*The task*
The records are to be repeated in full. Every line must match.

Referring expression pointing data
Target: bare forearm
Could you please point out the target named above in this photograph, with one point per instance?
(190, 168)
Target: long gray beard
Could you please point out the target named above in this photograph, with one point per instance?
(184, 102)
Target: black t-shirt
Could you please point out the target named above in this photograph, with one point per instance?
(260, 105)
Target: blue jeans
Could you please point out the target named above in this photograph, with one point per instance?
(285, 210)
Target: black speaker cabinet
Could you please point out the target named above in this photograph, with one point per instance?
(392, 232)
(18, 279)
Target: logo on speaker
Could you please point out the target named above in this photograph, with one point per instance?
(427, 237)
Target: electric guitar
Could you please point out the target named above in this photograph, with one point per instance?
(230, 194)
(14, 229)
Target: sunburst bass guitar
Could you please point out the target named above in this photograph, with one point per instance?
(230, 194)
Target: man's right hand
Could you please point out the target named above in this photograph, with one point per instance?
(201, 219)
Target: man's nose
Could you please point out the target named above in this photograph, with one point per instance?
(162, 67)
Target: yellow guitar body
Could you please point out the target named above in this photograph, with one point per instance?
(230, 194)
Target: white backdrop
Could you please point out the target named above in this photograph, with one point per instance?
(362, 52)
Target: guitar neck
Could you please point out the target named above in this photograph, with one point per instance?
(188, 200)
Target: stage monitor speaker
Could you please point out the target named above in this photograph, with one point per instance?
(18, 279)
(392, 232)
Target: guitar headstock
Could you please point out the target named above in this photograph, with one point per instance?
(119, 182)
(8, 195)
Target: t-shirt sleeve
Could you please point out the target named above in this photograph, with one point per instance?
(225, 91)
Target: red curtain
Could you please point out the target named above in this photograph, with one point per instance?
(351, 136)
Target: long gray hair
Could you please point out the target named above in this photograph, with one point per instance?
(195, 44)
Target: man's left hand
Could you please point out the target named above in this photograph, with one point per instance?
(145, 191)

*Answer area*
Target: bare forearm
Could you please point out the target named above in this photograph, with one point per instance?
(190, 168)
Target: long gray beard
Could you please point out the target named above in this photograph, with one point per instance?
(184, 102)
Target: black t-shirt
Could you please point out the target named above in this photograph, with one point per instance?
(260, 105)
Target: blue jeans
Could you please point out the target named above in this photograph, with one point per instance?
(285, 210)
Target: black speaker cabinet
Could you please point out the target named above in this photograph, with one point per instance?
(392, 232)
(18, 279)
Target: logo on speaker
Could you please point out the target named above in this photograph, with one point per instance?
(427, 237)
Target: electric guitar
Could you please point out the target named above in this photograph, with one point per instance?
(230, 194)
(14, 229)
Target: sunburst bass guitar
Could you please point out the target named above in this photograph, with one point per instance?
(230, 194)
Target: man's right hand
Could you please point out the target named above in this photograph, with one point per instance?
(201, 219)
Target: man's nose
Could you please point out the target named above in this photograph, with one point per instance?
(162, 67)
Target: yellow guitar body
Could you please point out the target named above in this photograph, with one point per instance?
(230, 194)
Target: white backdrop
Could you please point out the target named above in this photograph, with one point per instance?
(362, 52)
Target: guitar neck
Could you please point out the target named above in this photograph, with one point per instance?
(188, 200)
Target: stage monitor speaker
Could you please point out the target named above in this photograph, with one point per instance?
(18, 279)
(392, 232)
Target: guitar headstock
Could you please point out the target named above in this photograph, with one point per instance?
(119, 182)
(8, 195)
Target: t-shirt sleeve
Could you please point out the target named above in this photograph, with one point per instance?
(225, 91)
Target: red curtain
Could you please point out the target named above in this photograph, with one point per instance?
(351, 136)
Target: long gray hair
Could you please point out the target named above in this photograph, with one point per instance?
(195, 44)
Target: man's left hand
Could you please point out the target named above in this photograph, with one point per instance?
(145, 191)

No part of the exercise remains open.